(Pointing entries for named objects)
--*--

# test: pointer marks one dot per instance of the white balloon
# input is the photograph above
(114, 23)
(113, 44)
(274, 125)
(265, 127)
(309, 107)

--*--

## Directive
Copy the data above line for line, changing nothing.

## Reply
# test: pointer marks one dot per instance of the white balloon
# input is the photograph above
(114, 23)
(113, 44)
(274, 125)
(265, 127)
(309, 107)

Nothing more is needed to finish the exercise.